**Text:**
BEGIN

# K2 Maysis/T1 DB for freestyle?



## Sudden_Death (Mar 23, 2011)

First, go with whatever fits you best. However should they fir the same the Maysis will be a bit softer.Also, your weight will have a lot to do with how stiff the boot rides.I am a bigger guy so for a softer park feel I ride what to most would be a boot that is on the stiffer side.My soft freestyle boots almost feel like hightop sneakers.


----------



## jdang307 (Feb 6, 2011)

Yeah I'm going to only choose what fits. But just wanted to know if these will affect me in any way. I'm light, 140lb so I don't want the boot to be too stiff, but if it's ok, I'll go for it. If it fits of course.


----------



## Sudden_Death (Mar 23, 2011)

In that case the Maysis will be the softer choice. I tried a pair before settling on the Darkos. The liner is great. Didn't have a chance to try the T1. Ask BurtonAvenger on here about them, he has a lot of riding time on his.


----------



## jdang307 (Feb 6, 2011)

The Darko's are another I've been looking at. Are they even softer? Not double boa but they have the boa liner which is what I"m really after.

Oh screw it, going to hit the shop right now to try those two on. They don't have the T1's yet. I know BA does love his T1's tho.


----------



## Sudden_Death (Mar 23, 2011)

jdang307 said:


> The Darko's are another I've been looking at. Are they even softer? Not double boa but they have the boa liner which is what I"m really after.
> 
> Oh screw it, going to hit the shop right now to try those two on. They don't have the T1's yet. I know BA does love his T1's tho.


I got the traditional lace ones. I didn't feel much difference in stiffness between it and the Maysis really.I just found the shape of it suited my foot better.Otherwise I would have bought the Maysis for the BOA liner adjustment.


----------



## xxfinnellxx (Aug 30, 2009)

Freestyle but wont do grabs?? roiiiighht. 

Here's how you should determine your purchase (in order)
1) Comfort
2) Solid fit
3) Binding fit

Only your foot and bindings will tell you what you should get.


----------



## jdang307 (Feb 6, 2011)

xxfinnellxx said:


> Freestyle but wont do grabs?? roiiiighht.
> 
> Here's how you should determine your purchase (in order)
> 1) Comfort
> ...

END

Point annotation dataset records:
BEGIN

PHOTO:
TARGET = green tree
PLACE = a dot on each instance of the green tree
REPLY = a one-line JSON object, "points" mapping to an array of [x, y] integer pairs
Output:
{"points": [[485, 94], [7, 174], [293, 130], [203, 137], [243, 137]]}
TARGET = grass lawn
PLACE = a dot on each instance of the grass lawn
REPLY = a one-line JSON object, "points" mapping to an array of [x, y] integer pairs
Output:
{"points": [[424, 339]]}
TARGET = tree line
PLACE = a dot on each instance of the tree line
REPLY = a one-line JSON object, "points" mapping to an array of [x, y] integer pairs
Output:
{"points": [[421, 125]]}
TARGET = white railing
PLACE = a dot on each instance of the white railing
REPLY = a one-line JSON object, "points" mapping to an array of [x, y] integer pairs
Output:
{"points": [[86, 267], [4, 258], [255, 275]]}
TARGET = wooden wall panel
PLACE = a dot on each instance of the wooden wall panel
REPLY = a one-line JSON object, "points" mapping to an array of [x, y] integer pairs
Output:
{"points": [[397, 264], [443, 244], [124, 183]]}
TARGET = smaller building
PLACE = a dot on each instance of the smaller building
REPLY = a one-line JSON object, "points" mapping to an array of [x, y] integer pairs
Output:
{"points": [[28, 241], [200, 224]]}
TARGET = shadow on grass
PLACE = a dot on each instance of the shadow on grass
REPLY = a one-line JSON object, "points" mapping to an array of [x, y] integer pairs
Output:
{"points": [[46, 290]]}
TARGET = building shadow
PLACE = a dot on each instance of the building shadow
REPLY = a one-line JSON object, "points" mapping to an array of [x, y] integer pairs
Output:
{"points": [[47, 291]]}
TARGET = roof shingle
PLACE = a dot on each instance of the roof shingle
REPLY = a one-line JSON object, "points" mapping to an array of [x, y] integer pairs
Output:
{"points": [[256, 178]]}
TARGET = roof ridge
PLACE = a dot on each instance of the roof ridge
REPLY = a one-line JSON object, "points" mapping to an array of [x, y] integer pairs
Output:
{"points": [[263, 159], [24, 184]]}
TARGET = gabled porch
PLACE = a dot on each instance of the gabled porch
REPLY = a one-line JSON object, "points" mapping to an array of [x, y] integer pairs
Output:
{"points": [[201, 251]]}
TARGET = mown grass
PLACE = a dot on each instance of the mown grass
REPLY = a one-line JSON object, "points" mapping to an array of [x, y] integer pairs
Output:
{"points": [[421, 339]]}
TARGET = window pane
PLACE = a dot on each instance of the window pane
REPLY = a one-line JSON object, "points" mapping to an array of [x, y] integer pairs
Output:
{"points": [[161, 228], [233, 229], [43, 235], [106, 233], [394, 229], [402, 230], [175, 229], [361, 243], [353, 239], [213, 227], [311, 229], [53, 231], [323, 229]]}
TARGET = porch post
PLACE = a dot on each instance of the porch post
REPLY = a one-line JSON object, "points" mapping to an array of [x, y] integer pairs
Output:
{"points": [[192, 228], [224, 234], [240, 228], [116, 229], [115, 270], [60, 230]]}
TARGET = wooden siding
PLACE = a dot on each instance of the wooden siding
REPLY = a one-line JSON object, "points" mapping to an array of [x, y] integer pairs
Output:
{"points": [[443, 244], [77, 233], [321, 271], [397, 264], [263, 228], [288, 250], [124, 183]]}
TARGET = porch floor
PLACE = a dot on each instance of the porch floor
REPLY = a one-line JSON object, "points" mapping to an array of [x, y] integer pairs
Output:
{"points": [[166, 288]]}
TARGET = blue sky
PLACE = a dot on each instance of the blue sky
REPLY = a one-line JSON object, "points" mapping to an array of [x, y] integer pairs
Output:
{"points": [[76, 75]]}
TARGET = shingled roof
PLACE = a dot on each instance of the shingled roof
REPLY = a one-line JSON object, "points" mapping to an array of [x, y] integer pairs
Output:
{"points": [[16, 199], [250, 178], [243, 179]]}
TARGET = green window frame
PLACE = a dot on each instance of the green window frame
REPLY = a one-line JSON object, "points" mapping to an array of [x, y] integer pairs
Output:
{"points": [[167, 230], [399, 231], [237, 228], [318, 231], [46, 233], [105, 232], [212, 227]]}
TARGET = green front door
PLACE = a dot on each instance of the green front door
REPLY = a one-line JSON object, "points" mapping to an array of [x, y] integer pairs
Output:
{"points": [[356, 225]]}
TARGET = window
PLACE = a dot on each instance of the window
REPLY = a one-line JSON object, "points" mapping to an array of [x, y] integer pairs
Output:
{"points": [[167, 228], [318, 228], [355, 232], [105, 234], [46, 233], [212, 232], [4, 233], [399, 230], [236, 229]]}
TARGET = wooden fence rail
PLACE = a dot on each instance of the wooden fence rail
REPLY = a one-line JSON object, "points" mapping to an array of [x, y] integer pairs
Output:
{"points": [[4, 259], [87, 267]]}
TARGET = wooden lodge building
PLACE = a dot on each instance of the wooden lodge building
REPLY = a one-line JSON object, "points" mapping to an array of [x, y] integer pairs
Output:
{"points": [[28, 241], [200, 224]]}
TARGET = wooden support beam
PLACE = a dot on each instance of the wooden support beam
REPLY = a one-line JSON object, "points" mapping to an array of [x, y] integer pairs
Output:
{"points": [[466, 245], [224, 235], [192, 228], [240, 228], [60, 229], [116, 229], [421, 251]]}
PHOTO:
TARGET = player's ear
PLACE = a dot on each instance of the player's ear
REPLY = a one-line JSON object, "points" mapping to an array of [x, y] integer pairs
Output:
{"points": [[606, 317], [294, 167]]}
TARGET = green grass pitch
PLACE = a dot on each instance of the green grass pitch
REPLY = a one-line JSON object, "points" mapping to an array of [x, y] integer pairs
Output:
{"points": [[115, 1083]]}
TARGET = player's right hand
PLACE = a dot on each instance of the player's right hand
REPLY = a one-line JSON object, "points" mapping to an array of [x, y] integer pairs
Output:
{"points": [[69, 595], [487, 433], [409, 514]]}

END

**Actions to take:**
- a) In the snowboard boot thread, how much does jdang307 say he weighs?
- b) Pick up the snowboard boot thread from the point where it stops and carry it on.
The data have no connection to the snowboard boot thread.

**The replies:**
- a) 140 lb.

- b)
I don't do big jumps. Picked up the sport way too late for that. And I did say maybe a little. Little jumps equals little grabs. Eventually. But think, ground tricks, smaller natural features. I ate shit on a small jump last year. Wasn't fun.

Just wanted to make sure the flex was ok. But fuck it, I'll adjust.


----------



## Kuragari (May 26, 2009)

Sounds like you and I have the same kind of boot fitting problems and are similar type riders, I don't do much park either. I have the K2 T1s w/Laces and they feel fine popping off natural features, I prefer the ankle support and response. I came from riding the Salomon F22s previously and they probably had slightly better heel hold (only reason I got rid of them is because they stank to high heaven after a while and without removable liners were a pain to try and clean) and were fairly stiff as well. I couldn't see myself going with a flexier boot than that.


----------



## bobthegood (Sep 14, 2011)

I've got some of the same issues; skinny ankles, inevitable heel lift, plus flat feet. That said, I'm on my 3rd pair of K2's. The 1st were the T1's, the last 2 were/are the T1 DB's, now Maysis (just picked up a pair of last years T1DB's for half price). For me every other boot I tried on, I needed an 11.5. With the K2's, an 11 fit perfect. Like the others have said, it all starts and ends with the boot fit. That's actually one of the reasons I don't ski anymore, even good boots suck! As a plus, the K2 11's get me in an L instead of a XL binder. Comfy boots and more board choices. In the end - your feet will tell you what to buy.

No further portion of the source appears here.